Reproduce the first line of the entries that follow and each later line, word for word, ending with the one containing "# indicate every instance of the white cloud".

**EXTRACTED DATA**

== == ==

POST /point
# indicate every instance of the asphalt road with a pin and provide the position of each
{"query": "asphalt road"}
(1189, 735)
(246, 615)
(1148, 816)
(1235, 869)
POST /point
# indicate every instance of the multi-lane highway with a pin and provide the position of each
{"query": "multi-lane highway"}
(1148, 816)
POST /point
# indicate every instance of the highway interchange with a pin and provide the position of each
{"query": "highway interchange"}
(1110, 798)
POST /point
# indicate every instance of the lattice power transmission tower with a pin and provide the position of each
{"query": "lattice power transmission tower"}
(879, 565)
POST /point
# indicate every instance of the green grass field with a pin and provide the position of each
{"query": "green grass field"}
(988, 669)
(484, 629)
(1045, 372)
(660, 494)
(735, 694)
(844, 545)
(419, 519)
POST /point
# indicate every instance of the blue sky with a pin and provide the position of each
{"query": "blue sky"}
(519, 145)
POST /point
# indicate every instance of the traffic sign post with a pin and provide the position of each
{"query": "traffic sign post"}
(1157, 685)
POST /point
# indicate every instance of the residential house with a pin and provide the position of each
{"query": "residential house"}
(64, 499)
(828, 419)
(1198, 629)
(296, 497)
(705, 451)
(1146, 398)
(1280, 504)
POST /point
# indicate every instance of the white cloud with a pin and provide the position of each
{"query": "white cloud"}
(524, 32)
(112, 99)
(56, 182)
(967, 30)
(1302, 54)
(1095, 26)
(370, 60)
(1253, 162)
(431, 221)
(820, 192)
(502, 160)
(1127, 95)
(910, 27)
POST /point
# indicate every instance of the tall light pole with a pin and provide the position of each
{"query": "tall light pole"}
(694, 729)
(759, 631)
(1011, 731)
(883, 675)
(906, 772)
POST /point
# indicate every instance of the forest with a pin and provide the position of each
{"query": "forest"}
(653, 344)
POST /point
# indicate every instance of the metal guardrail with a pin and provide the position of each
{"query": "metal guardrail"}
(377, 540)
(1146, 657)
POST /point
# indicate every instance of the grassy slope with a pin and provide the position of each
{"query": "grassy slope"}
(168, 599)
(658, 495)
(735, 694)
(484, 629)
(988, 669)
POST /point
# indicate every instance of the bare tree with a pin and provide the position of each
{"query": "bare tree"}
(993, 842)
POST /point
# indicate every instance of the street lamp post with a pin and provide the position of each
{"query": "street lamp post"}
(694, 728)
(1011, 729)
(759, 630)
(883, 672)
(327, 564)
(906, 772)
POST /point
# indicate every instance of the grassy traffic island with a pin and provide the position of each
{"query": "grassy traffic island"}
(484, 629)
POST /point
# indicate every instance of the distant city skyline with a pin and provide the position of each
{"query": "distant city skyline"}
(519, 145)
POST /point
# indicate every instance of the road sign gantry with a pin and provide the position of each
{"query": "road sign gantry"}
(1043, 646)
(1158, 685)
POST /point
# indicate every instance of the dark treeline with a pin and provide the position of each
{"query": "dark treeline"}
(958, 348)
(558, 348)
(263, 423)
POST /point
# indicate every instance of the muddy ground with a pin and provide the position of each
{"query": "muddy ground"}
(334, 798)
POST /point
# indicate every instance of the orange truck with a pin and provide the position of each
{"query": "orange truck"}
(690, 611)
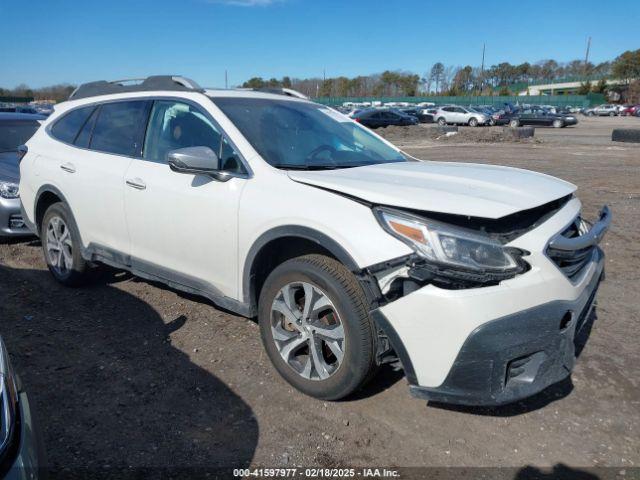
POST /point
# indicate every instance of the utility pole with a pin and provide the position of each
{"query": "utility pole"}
(482, 68)
(586, 57)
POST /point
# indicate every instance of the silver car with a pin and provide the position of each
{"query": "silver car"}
(454, 114)
(15, 130)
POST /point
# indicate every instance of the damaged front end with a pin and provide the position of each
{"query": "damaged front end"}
(450, 252)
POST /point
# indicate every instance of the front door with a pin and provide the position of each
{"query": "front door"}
(183, 227)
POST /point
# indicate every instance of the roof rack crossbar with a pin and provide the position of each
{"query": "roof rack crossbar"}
(156, 82)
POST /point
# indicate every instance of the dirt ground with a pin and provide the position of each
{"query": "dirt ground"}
(129, 374)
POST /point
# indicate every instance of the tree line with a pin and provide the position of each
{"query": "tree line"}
(57, 93)
(440, 79)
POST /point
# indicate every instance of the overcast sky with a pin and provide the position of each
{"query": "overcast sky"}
(55, 41)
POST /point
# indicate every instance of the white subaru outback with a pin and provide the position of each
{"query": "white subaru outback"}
(476, 279)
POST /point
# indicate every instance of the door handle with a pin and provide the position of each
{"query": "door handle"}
(136, 183)
(68, 167)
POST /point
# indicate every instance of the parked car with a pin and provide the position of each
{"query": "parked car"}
(629, 110)
(486, 111)
(15, 130)
(21, 451)
(351, 254)
(539, 117)
(454, 114)
(376, 118)
(419, 113)
(606, 110)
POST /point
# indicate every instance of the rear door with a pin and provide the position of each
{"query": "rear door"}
(93, 169)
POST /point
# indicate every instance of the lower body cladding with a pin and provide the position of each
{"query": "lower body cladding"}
(11, 220)
(455, 349)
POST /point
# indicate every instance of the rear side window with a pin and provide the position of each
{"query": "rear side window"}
(68, 126)
(119, 127)
(13, 134)
(84, 137)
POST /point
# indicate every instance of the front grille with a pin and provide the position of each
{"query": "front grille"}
(571, 262)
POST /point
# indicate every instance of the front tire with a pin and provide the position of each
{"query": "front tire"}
(61, 246)
(315, 327)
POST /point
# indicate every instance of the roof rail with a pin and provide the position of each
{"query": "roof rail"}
(156, 82)
(289, 92)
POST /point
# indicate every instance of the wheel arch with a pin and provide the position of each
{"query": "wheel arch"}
(267, 252)
(48, 195)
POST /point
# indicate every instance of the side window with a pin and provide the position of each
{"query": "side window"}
(174, 125)
(229, 158)
(84, 137)
(118, 128)
(66, 128)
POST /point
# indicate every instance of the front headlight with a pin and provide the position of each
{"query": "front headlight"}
(9, 190)
(8, 400)
(445, 244)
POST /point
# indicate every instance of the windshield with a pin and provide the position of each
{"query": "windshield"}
(299, 135)
(14, 134)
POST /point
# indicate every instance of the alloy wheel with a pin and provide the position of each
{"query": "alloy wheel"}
(307, 330)
(59, 246)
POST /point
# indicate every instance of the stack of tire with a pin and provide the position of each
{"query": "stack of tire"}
(626, 135)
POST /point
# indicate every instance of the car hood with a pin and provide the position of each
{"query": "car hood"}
(457, 188)
(9, 166)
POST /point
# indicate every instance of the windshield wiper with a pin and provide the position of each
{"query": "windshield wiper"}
(285, 166)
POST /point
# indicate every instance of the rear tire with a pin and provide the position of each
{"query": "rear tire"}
(62, 247)
(315, 327)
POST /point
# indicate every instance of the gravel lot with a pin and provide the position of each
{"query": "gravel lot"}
(130, 374)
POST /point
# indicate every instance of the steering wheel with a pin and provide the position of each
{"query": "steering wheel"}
(322, 148)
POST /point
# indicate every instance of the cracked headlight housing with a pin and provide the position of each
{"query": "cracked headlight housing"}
(8, 401)
(448, 245)
(8, 189)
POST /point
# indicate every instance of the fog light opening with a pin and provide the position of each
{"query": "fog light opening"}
(566, 319)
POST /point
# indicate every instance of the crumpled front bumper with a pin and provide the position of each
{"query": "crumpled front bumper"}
(517, 356)
(11, 220)
(494, 345)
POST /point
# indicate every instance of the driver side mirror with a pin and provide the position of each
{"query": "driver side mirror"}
(197, 161)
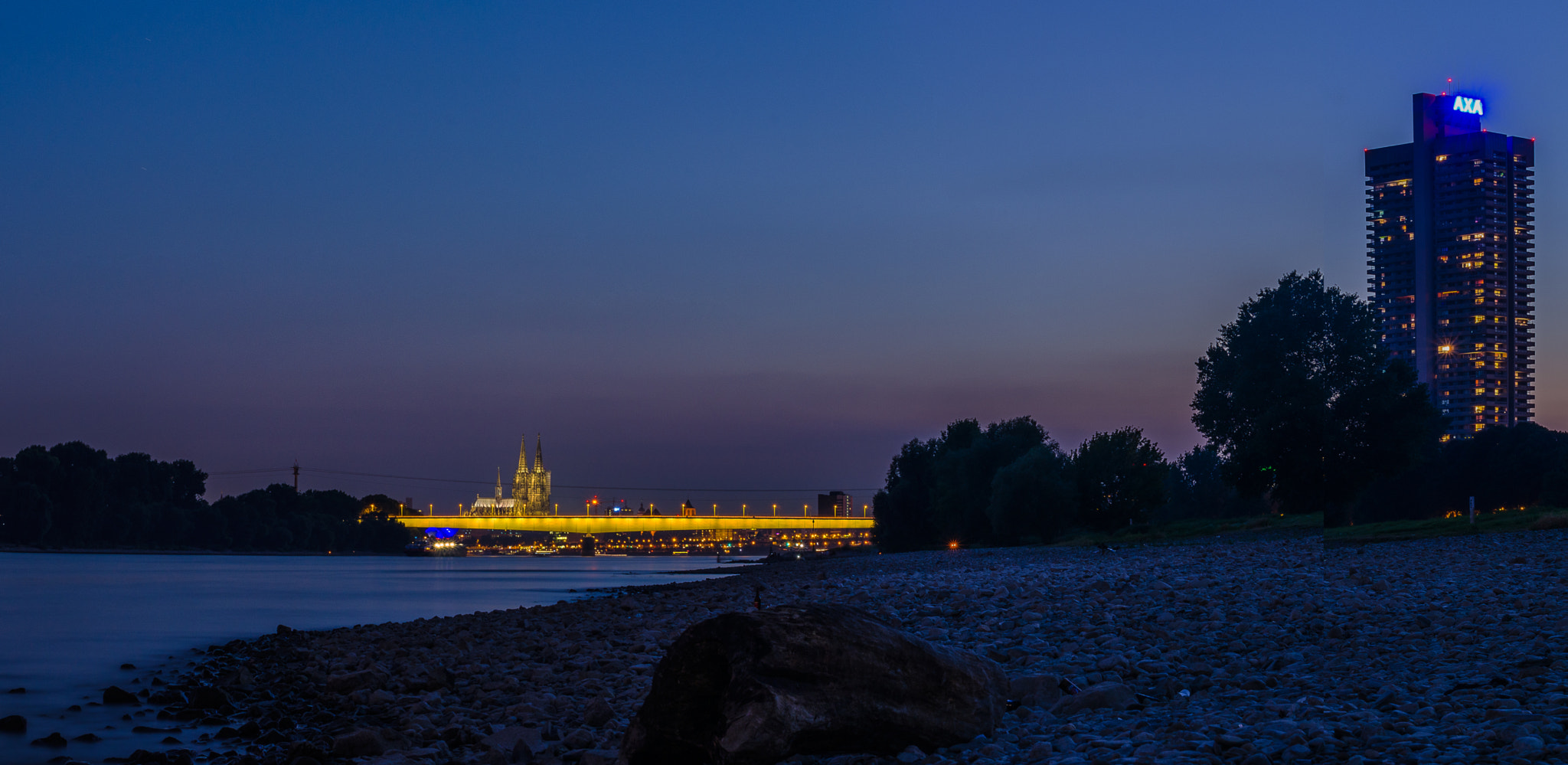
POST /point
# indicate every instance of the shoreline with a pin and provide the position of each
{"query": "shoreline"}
(1274, 648)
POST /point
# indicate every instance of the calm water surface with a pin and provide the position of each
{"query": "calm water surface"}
(70, 621)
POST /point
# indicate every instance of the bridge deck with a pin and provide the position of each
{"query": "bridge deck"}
(625, 524)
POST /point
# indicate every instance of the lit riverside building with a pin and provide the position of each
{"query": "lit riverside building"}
(1451, 265)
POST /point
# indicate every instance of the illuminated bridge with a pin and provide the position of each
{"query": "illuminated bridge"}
(626, 524)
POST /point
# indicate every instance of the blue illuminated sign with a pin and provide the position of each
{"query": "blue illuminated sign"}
(1468, 106)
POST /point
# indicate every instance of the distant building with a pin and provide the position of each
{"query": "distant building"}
(531, 488)
(1451, 260)
(835, 504)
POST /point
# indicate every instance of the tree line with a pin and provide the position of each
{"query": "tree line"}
(76, 495)
(1302, 411)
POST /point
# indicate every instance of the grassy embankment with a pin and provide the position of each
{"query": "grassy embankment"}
(1485, 522)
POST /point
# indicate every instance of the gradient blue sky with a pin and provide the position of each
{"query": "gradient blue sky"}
(695, 245)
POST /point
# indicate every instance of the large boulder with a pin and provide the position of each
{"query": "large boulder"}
(753, 688)
(116, 695)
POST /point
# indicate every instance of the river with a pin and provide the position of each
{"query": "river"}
(70, 621)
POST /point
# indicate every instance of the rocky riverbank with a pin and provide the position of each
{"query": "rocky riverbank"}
(1263, 651)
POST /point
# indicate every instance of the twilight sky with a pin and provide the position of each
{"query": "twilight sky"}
(709, 245)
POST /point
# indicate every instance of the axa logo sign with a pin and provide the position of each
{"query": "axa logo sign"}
(1468, 106)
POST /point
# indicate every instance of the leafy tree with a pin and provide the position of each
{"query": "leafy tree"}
(939, 489)
(1034, 497)
(1120, 479)
(1300, 398)
(74, 495)
(1197, 488)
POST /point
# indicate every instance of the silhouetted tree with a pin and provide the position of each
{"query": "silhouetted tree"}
(1300, 398)
(939, 489)
(74, 495)
(1120, 479)
(1034, 497)
(1197, 488)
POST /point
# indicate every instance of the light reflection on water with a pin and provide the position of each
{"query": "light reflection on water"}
(70, 621)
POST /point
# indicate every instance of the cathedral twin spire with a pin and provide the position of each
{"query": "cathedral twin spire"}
(531, 488)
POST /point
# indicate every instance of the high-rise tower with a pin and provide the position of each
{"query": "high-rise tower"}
(1451, 260)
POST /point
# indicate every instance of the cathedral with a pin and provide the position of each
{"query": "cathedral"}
(531, 488)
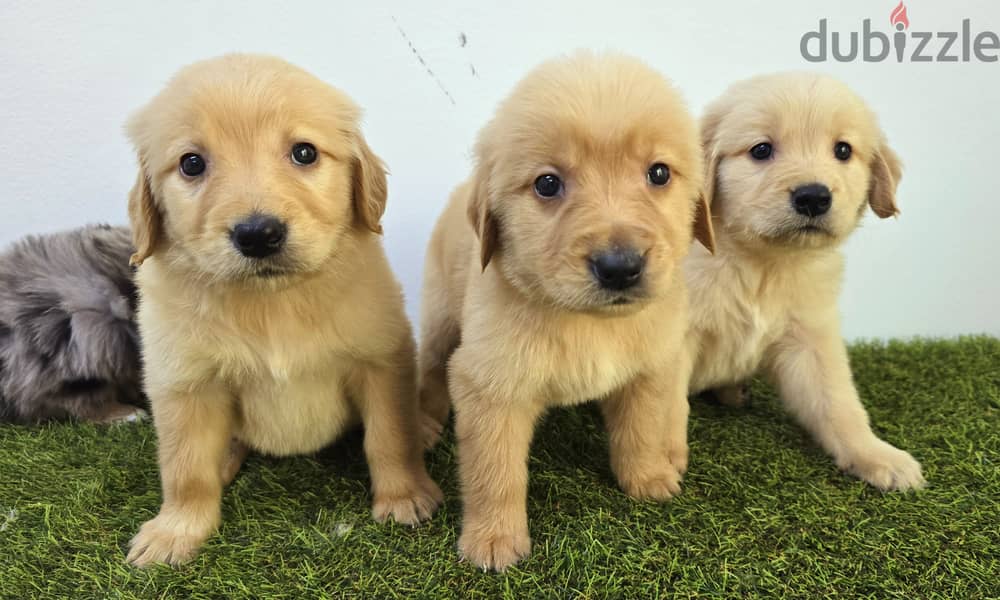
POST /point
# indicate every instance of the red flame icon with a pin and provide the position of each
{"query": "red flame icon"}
(898, 17)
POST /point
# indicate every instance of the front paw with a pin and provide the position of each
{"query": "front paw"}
(885, 467)
(494, 550)
(659, 484)
(411, 504)
(166, 539)
(677, 455)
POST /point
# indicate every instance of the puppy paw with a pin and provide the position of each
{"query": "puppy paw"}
(495, 550)
(165, 540)
(884, 466)
(660, 484)
(430, 430)
(123, 413)
(410, 505)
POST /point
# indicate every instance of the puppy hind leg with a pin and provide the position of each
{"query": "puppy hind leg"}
(235, 456)
(387, 401)
(439, 338)
(733, 396)
(814, 379)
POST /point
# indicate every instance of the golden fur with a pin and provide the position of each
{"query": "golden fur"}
(280, 358)
(513, 321)
(767, 300)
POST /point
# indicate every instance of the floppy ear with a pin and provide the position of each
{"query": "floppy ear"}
(886, 172)
(481, 217)
(369, 186)
(704, 232)
(144, 218)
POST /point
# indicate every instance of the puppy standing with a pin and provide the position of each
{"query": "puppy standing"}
(269, 316)
(794, 160)
(553, 278)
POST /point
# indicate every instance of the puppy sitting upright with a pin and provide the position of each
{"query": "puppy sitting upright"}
(794, 160)
(553, 277)
(268, 313)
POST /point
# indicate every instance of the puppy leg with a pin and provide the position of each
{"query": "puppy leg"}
(438, 339)
(234, 460)
(400, 485)
(811, 369)
(733, 396)
(647, 434)
(193, 434)
(494, 438)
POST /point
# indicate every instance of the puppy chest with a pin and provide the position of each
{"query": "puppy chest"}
(589, 373)
(293, 416)
(732, 346)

== == ==

**RESPONSE TO THIS EXERCISE**
POST /point
# indicate every instance of the asphalt road with a pin and provide the position of each
{"query": "asphalt road"}
(1189, 735)
(246, 615)
(1148, 816)
(1235, 869)
POST /point
# indicate every instance of the multi-lane highway with a pin and provide the position of each
{"query": "multi-lane highway"}
(1148, 816)
POST /point
# indicate every instance of the highway interchange with a pin and provide the position of each
{"query": "highway interchange"}
(1110, 798)
POST /point
# indicate every instance of the lattice power transmission tower with a pin and provide the position of each
{"query": "lattice power transmission tower"}
(879, 565)
POST /point
# indicate every instance of the green grass field with a pin and provide the position of each
{"query": "green grass field"}
(988, 669)
(484, 629)
(1045, 372)
(660, 494)
(735, 694)
(844, 545)
(419, 519)
POST /point
# indicate every instance of the blue sky with a pin and provide the position of each
{"query": "blue sky"}
(519, 145)
POST /point
# indicate every instance of the traffic sign post with a pin and provide the position of each
{"query": "traffic sign post"}
(1157, 685)
POST /point
# indicate every instance of the residential house with a pin and provide the position of each
{"query": "residential house"}
(64, 499)
(828, 419)
(1198, 629)
(296, 497)
(705, 451)
(1146, 398)
(1280, 504)
POST /point
# indicate every instance of the white cloud with a pin and provide the position of each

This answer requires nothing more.